··· Record excerpts

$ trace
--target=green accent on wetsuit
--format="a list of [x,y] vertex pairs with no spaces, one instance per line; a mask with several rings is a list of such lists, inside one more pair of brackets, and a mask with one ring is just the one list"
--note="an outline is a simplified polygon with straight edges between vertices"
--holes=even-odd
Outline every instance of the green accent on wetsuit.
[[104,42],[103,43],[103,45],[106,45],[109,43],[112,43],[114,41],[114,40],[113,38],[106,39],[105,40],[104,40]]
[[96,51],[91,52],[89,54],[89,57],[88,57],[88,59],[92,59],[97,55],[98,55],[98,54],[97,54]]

······

- _Task goal_: Print the records above again, line for line, with no changes.

- _Problem solution_:
$ trace
--target=green accent on wetsuit
--format="a list of [x,y] vertex pairs with no spaces, one instance per line; a mask with several rings is a list of such lists, inside one more pair of brackets, and a mask with one ring is just the one list"
--note="an outline is a simplified polygon with straight edges between vertices"
--holes=even-odd
Outline every instance of the green accent on wetsuit.
[[104,42],[103,43],[103,45],[106,45],[109,43],[112,43],[114,41],[114,40],[113,38],[106,39],[105,40],[104,40]]
[[96,51],[91,52],[89,54],[89,57],[88,57],[88,59],[92,59],[97,55],[98,55],[98,54],[97,54]]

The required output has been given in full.